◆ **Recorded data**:
-------
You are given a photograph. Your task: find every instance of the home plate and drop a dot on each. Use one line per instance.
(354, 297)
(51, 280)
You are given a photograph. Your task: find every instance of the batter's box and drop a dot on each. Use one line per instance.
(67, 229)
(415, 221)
-------
◆ **The request**: Format every line above as a JSON list of strings, one string per line, leaving out blank lines.

◆ **Exercise solution**:
[
  "You are given a photograph. Your task: find every instance of the home plate and drop a dot on each. Use one line per instance.",
  "(354, 297)",
  "(51, 280)",
  "You are given a photograph. Your task: find every instance of the batter's box and drop a dot on each. Use one line per instance.",
  "(67, 229)",
  "(415, 221)"
]